### ARTICLE
━━━━━━━━
# BWB Treasure Mountain Shoot



## Finnegan (Sep 7, 2007)

45th Annual Treasure Mountain Shoot
Parley's Canyon
Aug. 1,2,3
7:00 am - 6:00 pm
7:00 am - 11:00 am Sunday

$25 per shooter per day
(Pre-register by July 26 $20.00)

Breakfast and Lunch Available
Dinner Available Saturday 7:00 pm


----------



## idiot with a bow (Sep 10, 2007)

Does it really go to almost midnight on Sunday? Are they bringing in stadium lights?


----------



## HOGAN (Sep 8, 2007)

Sunday until 1:00 pm, that was a typo. I also think there are 5 courses. If I recall right Orange, blue, red, green, yellow. 7 targets per course for a possibility of 700. Have they changed it? In the past they have had 35 targets available. If they have changed it there will be 60 targets to shoot at. That would be cool. Scoring???? I will be there reguardless. Fin, I shoot Friday morning. You up?


----------



## bowhunter301 (Sep 11, 2007)

i'll be goin up on sunday. it was a great shoot last year


----------



## Finnegan (Sep 7, 2007)

idiot with a bow said:


> Does it really go to almost midnight on Sunday? Are they bringing in stadium lights?


Oops... I fixed the goof. Thanx.
━━━━━━━━
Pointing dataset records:
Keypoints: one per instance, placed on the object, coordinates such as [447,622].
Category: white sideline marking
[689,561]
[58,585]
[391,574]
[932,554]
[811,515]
━━━━━━━━
### OBJECTIVES
- A) Name every course color that HOGAN recalls in the Treasure Mountain Shoot thread.
- B) Carry on the Treasure Mountain Shoot thread from its last post.

### ANSWERS TO THE PROBLEMS
- A) Orange, blue, red, green, yellow

- B)
HOGAN said:


> Sunday until 1:00 pm, that was a typo. I also think there are 5 courses. If I recall right Orange, blue, red, green, yellow. 7 targets per course for a possibility of 700. Have they changed it? In the past they have had 35 targets available. If they have changed it there will be 60 targets to shoot at. That would be cool. Scoring???? I will be there reguardless. Fin, I shoot Friday morning. You up?


On the courses, you're probably right. That info came from my pointed head and a conversation with one of the BWB members last Fri. Both of us probably did too much LDS back in the 60's.

On the Sunday time, that comes from their printed brochure, so I assume it's correct now that I got the am's and pm's straight.

I'm cool with Friday morning.


----------



## elk22hunter (Sep 7, 2007)

Finnegan said:


> Both of us probably did too much LDS back in the 60's.


Could that be by chance *NOT* enough LDS and too much LSD?


----------



## TEX-O-BOB (Sep 12, 2007)

Boy nuthin gets by you elk22, you're sharp as a tack!


----------



## Finnegan (Sep 7, 2007)

Yo, Hogan! Let's smoke some LDS and go! Anybody else up for a Friday morning shoot?


----------



## HOGAN (Sep 8, 2007)

what time Finn??? Call me 455-3745.


----------



## HOGAN (Sep 8, 2007)

Finn and I shot the Treasure Mountain this morning. Ran into Elk22 & Dave @ Sportsmans Warehouse, snapped a photo! It was a fun shoot today, everyone should get up there and shoot!

The little boy is mine, named Hunter.


----------



## Finnegan (Sep 7, 2007)

BWB outdid themselves on the courses this year, I think. Lots of variety, targets in great condition, a few interesting bonus shots scattered around. I just might go back for another round.

Good to see you again, Elk.
And thanks, Joey.


----------



## idiot with a bow (Sep 10, 2007)

I'll be there tomorrow.... Nice fanny pack Finn


----------



## HOGAN (Sep 8, 2007)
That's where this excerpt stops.